● PASSAGE TO READ
It's Not Google's Fault. It's Yours.

According to a recent Google leak, we’re all to blame for poor quality search results. Summary and thoughts on Rand Fishkin's and Mike King's dropped dual reports on a large-scale leak of Google Search internal documentation for Content API Warehouse.

It's Not Google's Fault. It's Yours.
Illustration generated with Adobe Firefly AI image generator.

According to a recent Google leak, we’re all to blame for poor quality search results.

Okay. Right before I headed off to sleep, Rand Fishkin and Mike King dropped dual reports on a large-scale leak of Google Search internal documentation for Content API Warehouse.

So, here we go. Grab a cup of coffee, sit down, and enjoy. I’ll tell you about the key points from the leak on how Google Search works, and then I’ll try to make an argument.

I want to show you that it’s not any search engine’s fault that our search results suck. The internet is getting ruined on a macro level – decay and rot originate from how digital content is monetized and created in the first place.

● MATERIAL

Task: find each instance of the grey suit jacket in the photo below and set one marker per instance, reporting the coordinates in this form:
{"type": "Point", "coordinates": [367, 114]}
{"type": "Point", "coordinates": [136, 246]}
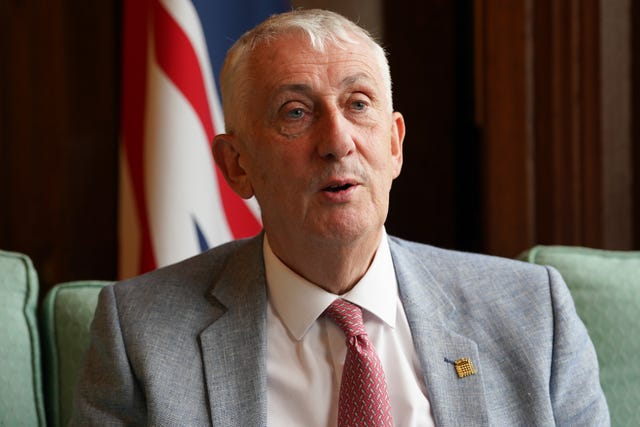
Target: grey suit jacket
{"type": "Point", "coordinates": [186, 345]}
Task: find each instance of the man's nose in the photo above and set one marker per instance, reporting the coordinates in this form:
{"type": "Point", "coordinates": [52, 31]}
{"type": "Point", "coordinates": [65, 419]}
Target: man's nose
{"type": "Point", "coordinates": [335, 137]}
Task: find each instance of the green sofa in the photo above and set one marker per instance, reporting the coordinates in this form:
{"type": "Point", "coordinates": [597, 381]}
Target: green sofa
{"type": "Point", "coordinates": [40, 355]}
{"type": "Point", "coordinates": [37, 391]}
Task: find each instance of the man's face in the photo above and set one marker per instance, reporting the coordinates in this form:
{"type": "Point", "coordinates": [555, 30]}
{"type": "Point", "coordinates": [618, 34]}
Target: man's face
{"type": "Point", "coordinates": [318, 143]}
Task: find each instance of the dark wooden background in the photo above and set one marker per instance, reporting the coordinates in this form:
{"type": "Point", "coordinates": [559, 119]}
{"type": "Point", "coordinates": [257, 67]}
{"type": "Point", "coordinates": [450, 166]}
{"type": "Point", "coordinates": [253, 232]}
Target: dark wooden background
{"type": "Point", "coordinates": [523, 127]}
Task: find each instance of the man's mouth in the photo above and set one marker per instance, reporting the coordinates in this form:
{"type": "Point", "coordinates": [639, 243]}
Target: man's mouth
{"type": "Point", "coordinates": [337, 188]}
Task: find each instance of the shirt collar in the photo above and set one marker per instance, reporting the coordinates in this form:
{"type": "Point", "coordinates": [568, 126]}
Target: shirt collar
{"type": "Point", "coordinates": [299, 302]}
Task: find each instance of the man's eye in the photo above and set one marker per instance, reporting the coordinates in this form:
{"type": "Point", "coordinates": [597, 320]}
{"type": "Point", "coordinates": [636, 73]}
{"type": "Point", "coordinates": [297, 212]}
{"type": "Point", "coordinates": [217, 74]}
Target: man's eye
{"type": "Point", "coordinates": [359, 105]}
{"type": "Point", "coordinates": [296, 113]}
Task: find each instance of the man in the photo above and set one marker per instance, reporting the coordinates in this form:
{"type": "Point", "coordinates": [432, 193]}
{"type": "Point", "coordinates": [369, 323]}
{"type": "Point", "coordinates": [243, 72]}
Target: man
{"type": "Point", "coordinates": [237, 336]}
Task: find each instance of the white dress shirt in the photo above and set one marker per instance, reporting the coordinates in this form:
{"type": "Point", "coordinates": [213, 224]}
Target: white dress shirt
{"type": "Point", "coordinates": [306, 352]}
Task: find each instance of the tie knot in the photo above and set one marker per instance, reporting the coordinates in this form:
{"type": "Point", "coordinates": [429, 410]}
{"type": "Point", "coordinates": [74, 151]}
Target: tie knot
{"type": "Point", "coordinates": [347, 316]}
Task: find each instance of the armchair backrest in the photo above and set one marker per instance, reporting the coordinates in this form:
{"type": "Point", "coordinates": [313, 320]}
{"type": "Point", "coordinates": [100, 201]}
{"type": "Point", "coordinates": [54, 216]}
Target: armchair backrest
{"type": "Point", "coordinates": [67, 313]}
{"type": "Point", "coordinates": [21, 398]}
{"type": "Point", "coordinates": [605, 286]}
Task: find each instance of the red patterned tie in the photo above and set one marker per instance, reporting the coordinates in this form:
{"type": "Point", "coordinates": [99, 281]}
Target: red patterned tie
{"type": "Point", "coordinates": [364, 400]}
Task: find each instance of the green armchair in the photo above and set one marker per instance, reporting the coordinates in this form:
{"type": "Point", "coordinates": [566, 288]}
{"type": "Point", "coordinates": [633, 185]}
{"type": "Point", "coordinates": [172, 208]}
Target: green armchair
{"type": "Point", "coordinates": [605, 286]}
{"type": "Point", "coordinates": [35, 390]}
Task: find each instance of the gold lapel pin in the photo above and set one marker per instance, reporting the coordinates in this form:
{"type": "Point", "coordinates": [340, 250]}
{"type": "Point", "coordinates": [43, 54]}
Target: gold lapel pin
{"type": "Point", "coordinates": [464, 367]}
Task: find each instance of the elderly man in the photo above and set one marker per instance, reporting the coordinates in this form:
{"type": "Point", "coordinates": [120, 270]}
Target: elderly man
{"type": "Point", "coordinates": [252, 333]}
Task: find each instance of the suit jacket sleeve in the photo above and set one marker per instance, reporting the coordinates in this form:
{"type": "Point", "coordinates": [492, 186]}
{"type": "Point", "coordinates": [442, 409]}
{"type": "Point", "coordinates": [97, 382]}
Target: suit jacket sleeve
{"type": "Point", "coordinates": [575, 390]}
{"type": "Point", "coordinates": [108, 392]}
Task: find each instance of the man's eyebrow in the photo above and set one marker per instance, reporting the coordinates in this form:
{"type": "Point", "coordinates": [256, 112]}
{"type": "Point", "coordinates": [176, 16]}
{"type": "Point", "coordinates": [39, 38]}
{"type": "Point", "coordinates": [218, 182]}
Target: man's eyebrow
{"type": "Point", "coordinates": [356, 78]}
{"type": "Point", "coordinates": [294, 87]}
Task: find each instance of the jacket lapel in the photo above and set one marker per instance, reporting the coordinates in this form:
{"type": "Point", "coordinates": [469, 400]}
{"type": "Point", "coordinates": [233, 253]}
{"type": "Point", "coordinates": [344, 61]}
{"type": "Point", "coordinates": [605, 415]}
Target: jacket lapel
{"type": "Point", "coordinates": [235, 359]}
{"type": "Point", "coordinates": [439, 343]}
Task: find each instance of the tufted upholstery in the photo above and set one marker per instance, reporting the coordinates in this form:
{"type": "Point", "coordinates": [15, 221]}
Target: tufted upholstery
{"type": "Point", "coordinates": [21, 398]}
{"type": "Point", "coordinates": [67, 312]}
{"type": "Point", "coordinates": [605, 286]}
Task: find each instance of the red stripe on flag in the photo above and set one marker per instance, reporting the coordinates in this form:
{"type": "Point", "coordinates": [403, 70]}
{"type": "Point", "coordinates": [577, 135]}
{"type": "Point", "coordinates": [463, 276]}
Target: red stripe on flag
{"type": "Point", "coordinates": [178, 59]}
{"type": "Point", "coordinates": [134, 83]}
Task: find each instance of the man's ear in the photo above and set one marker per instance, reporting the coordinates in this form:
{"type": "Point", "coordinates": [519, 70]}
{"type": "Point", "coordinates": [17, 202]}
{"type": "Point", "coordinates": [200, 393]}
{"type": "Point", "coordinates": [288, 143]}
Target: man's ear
{"type": "Point", "coordinates": [227, 157]}
{"type": "Point", "coordinates": [397, 138]}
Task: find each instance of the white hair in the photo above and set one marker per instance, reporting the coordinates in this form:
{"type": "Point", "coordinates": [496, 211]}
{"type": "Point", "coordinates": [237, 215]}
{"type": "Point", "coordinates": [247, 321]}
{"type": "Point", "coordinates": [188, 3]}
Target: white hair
{"type": "Point", "coordinates": [320, 26]}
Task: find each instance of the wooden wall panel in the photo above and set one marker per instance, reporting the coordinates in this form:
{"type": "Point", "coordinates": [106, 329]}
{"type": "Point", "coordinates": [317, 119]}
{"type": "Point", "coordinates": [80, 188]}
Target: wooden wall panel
{"type": "Point", "coordinates": [58, 136]}
{"type": "Point", "coordinates": [554, 84]}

● PROBLEMS TO WORK ON
a) Summarize the article on the Google Search leak in two sentences.
b) Reproduce the article on the Google Search leak word for word, from "Illustration generated with" up to and including "the first place.".

● THE ANSWERS
a) Rand Fishkin and Mike King released dual reports on a large-scale leak of Google Search internal documentation for Content API Warehouse, and the article promises to cover the key points from the leak on how Google Search works. It then argues that poor search results are not any search engine's fault, because the internet's decay originates from how digital content is monetized and created in the first place.

b)
Illustration generated with Adobe Firefly AI image generator.

According to a recent Google leak, we’re all to blame for poor quality search results.

Okay. Right before I headed off to sleep, Rand Fishkin and Mike King dropped dual reports on a large-scale leak of Google Search internal documentation for Content API Warehouse.

So, here we go. Grab a cup of coffee, sit down, and enjoy. I’ll tell you about the key points from the leak on how Google Search works, and then I’ll try to make an argument.

I want to show you that it’s not any search engine’s fault that our search results suck. The internet is getting ruined on a macro level – decay and rot originate from how digital content is monetized and created in the first place.